--- Direction 1 ---
According to the forum post below, what tool was used to install Kobo?
--- start of Document extract ---
Self-hosted KoBoToolbox randomly "shutting down" (504 error)

Hi,

I am creating this post following an issue with a self-hosted KoBoToolBox instance.
While Kobo is running fine, it sometimes ends up in an Error 504: Gateway Time-out for apparently no particular reason.

Kobo has been installed using the “kobo-install” Python script and I cannot find any error in Kobo’s logs. Furthermore, none of Kobo’s Docker containers seems to be down.
After a proper restart of Kobo (still using the Python script from kobo-install), everything works fine again.
This error occurs quite randomly, up to twice a day (although not everyday).

Below is the Kobo configuration I am using (passwords and domains hidden).
--- end of Document extract ---
--- start of Input rows ---
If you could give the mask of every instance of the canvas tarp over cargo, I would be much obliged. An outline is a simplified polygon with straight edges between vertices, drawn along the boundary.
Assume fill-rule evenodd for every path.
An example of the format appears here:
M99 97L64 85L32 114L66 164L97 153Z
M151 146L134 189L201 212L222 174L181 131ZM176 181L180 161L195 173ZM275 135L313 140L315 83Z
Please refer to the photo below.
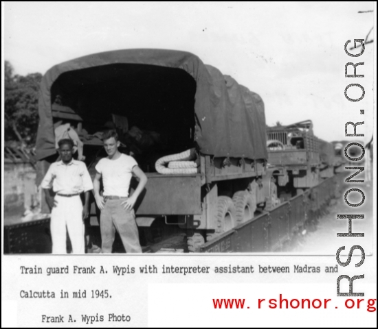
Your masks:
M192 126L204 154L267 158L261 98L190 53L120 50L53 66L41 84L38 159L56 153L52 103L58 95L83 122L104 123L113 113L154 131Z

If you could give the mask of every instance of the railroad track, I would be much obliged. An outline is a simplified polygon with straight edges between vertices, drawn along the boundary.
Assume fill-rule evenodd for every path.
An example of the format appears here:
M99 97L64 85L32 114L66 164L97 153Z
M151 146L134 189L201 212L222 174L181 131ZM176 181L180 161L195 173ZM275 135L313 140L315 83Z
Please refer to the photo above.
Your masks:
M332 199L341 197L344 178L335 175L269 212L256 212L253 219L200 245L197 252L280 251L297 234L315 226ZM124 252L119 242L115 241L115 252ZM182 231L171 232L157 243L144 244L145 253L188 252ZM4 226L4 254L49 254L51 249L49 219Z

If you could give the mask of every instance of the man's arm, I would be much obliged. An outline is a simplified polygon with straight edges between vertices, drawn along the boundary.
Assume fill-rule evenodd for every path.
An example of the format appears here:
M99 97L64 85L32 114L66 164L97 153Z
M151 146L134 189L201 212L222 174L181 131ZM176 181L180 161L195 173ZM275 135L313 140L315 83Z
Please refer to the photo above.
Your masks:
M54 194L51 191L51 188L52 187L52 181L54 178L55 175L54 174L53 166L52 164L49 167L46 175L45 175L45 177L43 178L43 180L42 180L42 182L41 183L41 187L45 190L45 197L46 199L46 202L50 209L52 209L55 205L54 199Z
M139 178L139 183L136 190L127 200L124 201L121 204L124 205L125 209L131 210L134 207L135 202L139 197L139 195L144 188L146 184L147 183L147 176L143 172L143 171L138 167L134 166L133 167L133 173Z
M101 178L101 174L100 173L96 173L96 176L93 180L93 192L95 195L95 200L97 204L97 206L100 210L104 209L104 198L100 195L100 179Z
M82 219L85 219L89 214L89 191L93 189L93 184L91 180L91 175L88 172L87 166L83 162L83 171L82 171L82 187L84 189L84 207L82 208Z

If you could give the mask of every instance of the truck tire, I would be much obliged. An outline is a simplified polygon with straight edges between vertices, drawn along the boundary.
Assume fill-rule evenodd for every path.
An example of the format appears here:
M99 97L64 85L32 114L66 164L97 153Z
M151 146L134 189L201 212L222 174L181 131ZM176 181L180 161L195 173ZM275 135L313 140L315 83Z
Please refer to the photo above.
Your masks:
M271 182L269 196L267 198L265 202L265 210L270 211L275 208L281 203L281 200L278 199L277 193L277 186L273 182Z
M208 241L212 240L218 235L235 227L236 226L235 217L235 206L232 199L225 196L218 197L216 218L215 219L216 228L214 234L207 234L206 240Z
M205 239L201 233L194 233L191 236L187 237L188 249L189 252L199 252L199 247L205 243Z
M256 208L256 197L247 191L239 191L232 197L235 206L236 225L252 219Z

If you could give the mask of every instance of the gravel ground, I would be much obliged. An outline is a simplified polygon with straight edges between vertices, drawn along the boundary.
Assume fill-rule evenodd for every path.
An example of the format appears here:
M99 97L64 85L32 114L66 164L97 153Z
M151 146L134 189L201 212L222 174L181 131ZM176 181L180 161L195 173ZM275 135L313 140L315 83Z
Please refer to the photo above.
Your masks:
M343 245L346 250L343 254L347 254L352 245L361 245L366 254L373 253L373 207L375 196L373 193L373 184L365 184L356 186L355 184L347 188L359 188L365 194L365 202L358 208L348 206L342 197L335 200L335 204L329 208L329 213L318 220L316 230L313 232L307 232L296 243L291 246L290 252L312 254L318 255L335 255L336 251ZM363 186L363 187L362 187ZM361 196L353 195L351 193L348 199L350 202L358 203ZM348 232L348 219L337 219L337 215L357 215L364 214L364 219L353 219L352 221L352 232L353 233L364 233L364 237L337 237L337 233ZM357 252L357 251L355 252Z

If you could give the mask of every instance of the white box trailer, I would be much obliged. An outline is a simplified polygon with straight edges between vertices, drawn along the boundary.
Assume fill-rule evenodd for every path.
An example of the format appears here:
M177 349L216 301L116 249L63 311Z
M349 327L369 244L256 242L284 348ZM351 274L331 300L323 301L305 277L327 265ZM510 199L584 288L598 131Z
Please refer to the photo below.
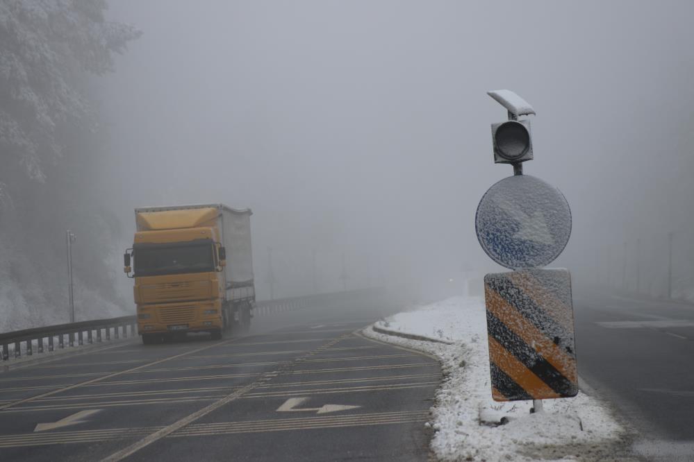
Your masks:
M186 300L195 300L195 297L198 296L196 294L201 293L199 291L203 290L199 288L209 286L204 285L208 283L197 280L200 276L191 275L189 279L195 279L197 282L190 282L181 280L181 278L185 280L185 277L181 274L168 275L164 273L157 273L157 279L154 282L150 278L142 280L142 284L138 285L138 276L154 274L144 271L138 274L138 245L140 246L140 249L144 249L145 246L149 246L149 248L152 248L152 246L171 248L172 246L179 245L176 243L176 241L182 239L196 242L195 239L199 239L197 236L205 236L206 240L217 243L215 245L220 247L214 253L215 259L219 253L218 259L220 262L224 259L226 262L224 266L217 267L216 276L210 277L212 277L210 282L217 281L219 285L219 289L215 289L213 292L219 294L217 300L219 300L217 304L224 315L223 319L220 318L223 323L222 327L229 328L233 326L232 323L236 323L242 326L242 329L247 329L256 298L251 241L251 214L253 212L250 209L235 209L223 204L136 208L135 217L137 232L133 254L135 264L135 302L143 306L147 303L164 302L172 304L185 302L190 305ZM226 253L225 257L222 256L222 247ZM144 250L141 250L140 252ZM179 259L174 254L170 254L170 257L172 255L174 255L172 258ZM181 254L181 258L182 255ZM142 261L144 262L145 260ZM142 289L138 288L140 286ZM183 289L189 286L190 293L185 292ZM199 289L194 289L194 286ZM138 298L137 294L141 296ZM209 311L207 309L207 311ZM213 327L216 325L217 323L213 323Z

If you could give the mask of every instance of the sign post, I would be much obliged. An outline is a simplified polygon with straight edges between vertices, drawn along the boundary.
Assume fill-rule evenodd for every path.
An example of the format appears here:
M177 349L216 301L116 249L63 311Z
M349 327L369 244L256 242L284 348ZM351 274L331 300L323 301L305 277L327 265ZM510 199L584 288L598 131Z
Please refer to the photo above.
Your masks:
--- end of Input rows ---
--- Direction 2 ---
Rewrite the stored data entries as a JSON list of strings, one string per line and no blank lines. Start at the line containing "of the sign" and end with the last line of the entries.

--- Worked solution 1 ---
Kobo was installed with the "kobo-install" Python script.

--- Worked solution 2 ---
[
  "If you could give the mask of every instance of the sign post, I would be much obliged. An outline is a simplified polygon with straight edges between vertices, drawn along the boundary.",
  "Assume fill-rule evenodd for every path.",
  "An example of the format appears here:",
  "M177 349L216 301L116 249L63 311Z",
  "M349 327L369 244L256 242L284 348ZM351 274L331 300L323 301L305 277L327 265ZM510 199L584 288L598 131Z",
  "Please refer to the photo above.",
  "Your masks:"
]